EuGH bestätigt Unternehmereigenschaft von Kleineinspeisern

Titelgrafik Gastartikel von Rüdiger QuermannWenn zwei sich streiten, freut sich der Dritte, weiß der Volksmund zu berichten. Ganz ohne Häme darf man sich freuen, wenn ein Urteil in einer fremden Streitsache zum eigenen Vorteil ausgeht. Ganz besonders gilt dies für viele BHKW-Besitzer, die aufgrund eines aktuellen Urteils des Europäischen Gerichtshofs (EuGH) Grund zur Freude haben, meint Steuerberater und Diplom-Finanzwirt Rüdiger Quermann und erläutert Ihnen die Hintergründe.

Das Urteil
Der EuGH bestätigte kürzlich nochmals die Unternehmereigenschaft von Kleinerzeugern (Rs. C-219/12) und beugte damit einem Streitverfahren vor deutschen Gerichten vor. Gestritten wurde um die Unternehmereigenschaft und Vorsteuerabzugsberechtigung eines österreichischen Klägers, der mit seiner Photovoltaikanlage Strom erzeugte, diesen teils selbst verbrauchte und nur den Überschuss gegen Entgelt einspeiste. Nach Auffassung des deutschen Bundesfinanzhofs (Az. VR 80/07) ist ein solcher Stromproduzent Unternehmer im Sinne des Umsatzsteuergesetzes. Ungeachtet der anderen Erzeugungsart trifft die Streitfrage exakt die Situation deutscher Betreiber von Blockheizkraftwerken, die den Überschussstrom einspeisen.

Harmonisierung
Wegen des in Europa harmonisierten Umsatzsteuerrechts ist das Urteil auch für die deutsche Steuer relevant. Die deutsche Finanzverwaltung sah die Produzenten und Einspeiser kleiner Mengen Stroms bis zum Urteil des BFH häufig nicht als Unternehmer an, beugt sich aber mittlerweile dem BFH-Urteil. Die Nachbarn vom österreichischen Fiskus verneinten die Unternehmereigenschaft dennoch, aber mit einer anderen Begründung: Sie argumentierten, dass unstreitig der Stromverbrauch des Erzeugerhaushalts die Stromeinspeisung übersteigt. Die lediglich aus der zeitlichen Differenz zwischen Erzeugung und Verbrauch resultierende Einspeisung könne keine Unternehmereigenschaft begründen. Das vor einem österreichischen Gericht begonnene Streitverfahren erreichte schließlich den EuGH. Dieser gab dem Stromerzeuger recht und bejahte die Unternehmereigenschaft.

Rohdaten:
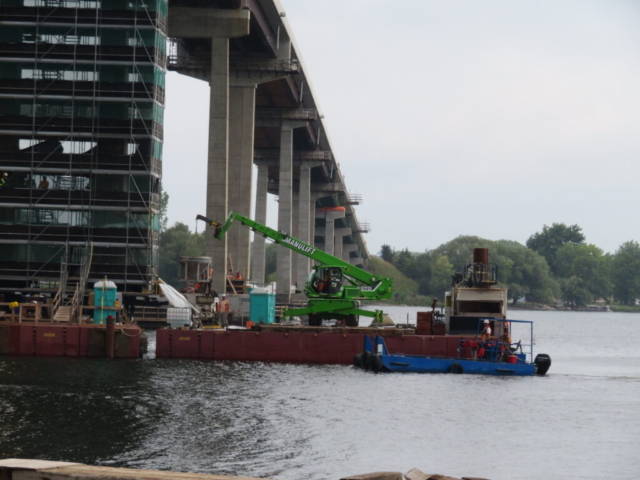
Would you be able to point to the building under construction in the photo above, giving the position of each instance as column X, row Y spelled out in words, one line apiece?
column 81, row 113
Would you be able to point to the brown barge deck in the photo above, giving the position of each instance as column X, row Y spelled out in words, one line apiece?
column 296, row 344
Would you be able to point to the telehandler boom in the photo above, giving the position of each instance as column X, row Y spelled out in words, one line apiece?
column 334, row 288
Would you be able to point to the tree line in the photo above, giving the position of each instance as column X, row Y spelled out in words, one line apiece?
column 556, row 264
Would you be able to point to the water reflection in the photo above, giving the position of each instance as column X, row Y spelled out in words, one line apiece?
column 324, row 422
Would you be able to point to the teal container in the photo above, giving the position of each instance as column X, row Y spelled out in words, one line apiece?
column 105, row 296
column 262, row 306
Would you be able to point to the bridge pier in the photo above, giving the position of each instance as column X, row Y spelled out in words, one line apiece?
column 259, row 242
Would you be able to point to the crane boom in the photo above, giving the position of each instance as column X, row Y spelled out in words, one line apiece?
column 333, row 287
column 294, row 244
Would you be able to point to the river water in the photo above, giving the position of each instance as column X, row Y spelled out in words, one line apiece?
column 581, row 421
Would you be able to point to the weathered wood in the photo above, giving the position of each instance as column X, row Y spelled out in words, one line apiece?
column 384, row 332
column 37, row 469
column 376, row 476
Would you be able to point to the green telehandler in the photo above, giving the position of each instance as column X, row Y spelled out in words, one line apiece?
column 334, row 288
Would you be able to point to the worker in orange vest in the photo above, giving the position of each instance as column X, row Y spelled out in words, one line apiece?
column 224, row 307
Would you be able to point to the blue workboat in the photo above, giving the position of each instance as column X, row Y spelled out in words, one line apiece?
column 481, row 356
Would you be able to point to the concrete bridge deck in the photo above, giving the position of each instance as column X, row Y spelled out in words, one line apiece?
column 263, row 112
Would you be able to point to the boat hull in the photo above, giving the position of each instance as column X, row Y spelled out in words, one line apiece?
column 411, row 364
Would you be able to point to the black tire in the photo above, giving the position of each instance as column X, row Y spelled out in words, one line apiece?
column 456, row 368
column 365, row 360
column 543, row 363
column 358, row 361
column 375, row 363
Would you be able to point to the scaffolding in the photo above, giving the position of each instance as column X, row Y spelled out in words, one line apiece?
column 81, row 131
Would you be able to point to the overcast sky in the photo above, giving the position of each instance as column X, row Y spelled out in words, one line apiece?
column 475, row 117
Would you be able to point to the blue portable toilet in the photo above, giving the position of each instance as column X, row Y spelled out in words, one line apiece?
column 262, row 306
column 105, row 296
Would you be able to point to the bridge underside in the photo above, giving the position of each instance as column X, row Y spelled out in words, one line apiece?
column 263, row 113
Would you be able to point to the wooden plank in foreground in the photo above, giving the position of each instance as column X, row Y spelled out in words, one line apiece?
column 23, row 469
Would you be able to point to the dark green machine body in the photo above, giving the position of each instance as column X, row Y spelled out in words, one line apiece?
column 334, row 288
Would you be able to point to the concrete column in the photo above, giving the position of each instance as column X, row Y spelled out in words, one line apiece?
column 304, row 222
column 339, row 233
column 241, row 128
column 218, row 157
column 329, row 229
column 337, row 247
column 346, row 251
column 283, row 269
column 312, row 223
column 259, row 242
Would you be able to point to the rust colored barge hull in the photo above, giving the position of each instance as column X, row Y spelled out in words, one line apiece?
column 68, row 340
column 293, row 347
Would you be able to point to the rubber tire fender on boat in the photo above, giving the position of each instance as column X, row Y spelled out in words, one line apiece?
column 543, row 363
column 358, row 361
column 456, row 368
column 374, row 363
column 365, row 360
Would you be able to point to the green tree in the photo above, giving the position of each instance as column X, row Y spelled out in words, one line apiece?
column 177, row 241
column 387, row 254
column 574, row 292
column 626, row 273
column 589, row 264
column 441, row 275
column 552, row 238
column 524, row 272
column 403, row 261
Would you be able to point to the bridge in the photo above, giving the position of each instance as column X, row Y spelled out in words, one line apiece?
column 263, row 112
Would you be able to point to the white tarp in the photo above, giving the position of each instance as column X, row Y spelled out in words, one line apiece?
column 175, row 298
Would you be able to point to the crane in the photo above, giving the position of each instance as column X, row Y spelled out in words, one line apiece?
column 334, row 288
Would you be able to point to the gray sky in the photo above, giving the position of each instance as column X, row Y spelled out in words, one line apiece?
column 486, row 118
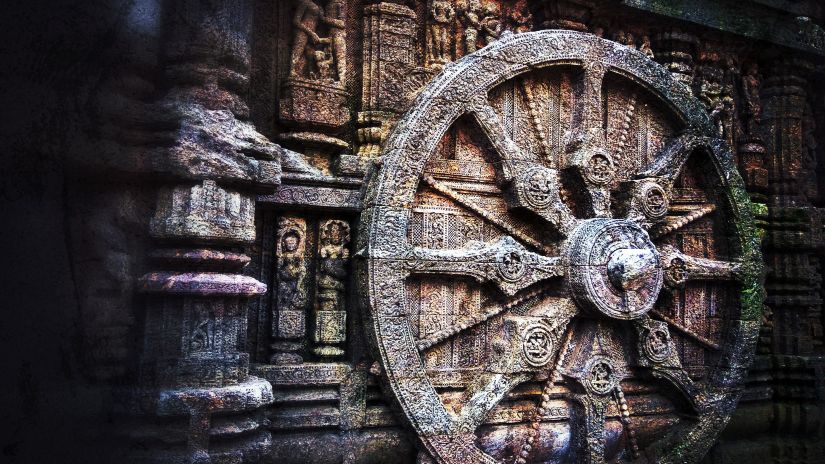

Aufgabenstellung:
1. Übersetze aus dem Text zum EuGH-Urteil den Satz „Wegen des in Europa harmonisierten Umsatzsteuerrechts ist das Urteil auch für die deutsche Steuer relevant.“ ins Englische.
2. Schreibe den Text zum EuGH-Urteil im Anschluss an seinen letzten Satz weiter.

Lösungen je Aufgabe:
1. Because VAT law is harmonized across Europe, the ruling is also relevant to German taxation.

2.
Eine Frage des Entgelts
Der EuGH sah als entscheidend an, dass tatsächlich Strom gegen Entgelt in das Versorgungsnetz eingespeist wurde. Hiernach komme es nicht mehr darauf an, welche Strommengen der Haushalt verbrauche. Ebenso stellte das Gericht fest, dass eine fehlende Gewinnerzielung die Vorsteuerabzugsmöglichkeit nicht verhindert. Der EuGH teilt im Ergebnis die Auffassung des deutschen Bundesfinanzhofs. Hiernach sind auch Produzenten geringer Mengen elektrischen Stroms mit einem regelmäßigen Stromverkauf Unternehmer und zum Vorsteuerabzug berechtigt. Die Rechtsprechung des EuGH geht der nationalen Rechtsprechung vor. Die Ausführungen des EuGH betreffen daher auch deutsche BHKW-Betreiber. Die saldierende Betrachtungsweise des österreichischen Finanzamts wurde in Deutschland bislang nicht thematisiert.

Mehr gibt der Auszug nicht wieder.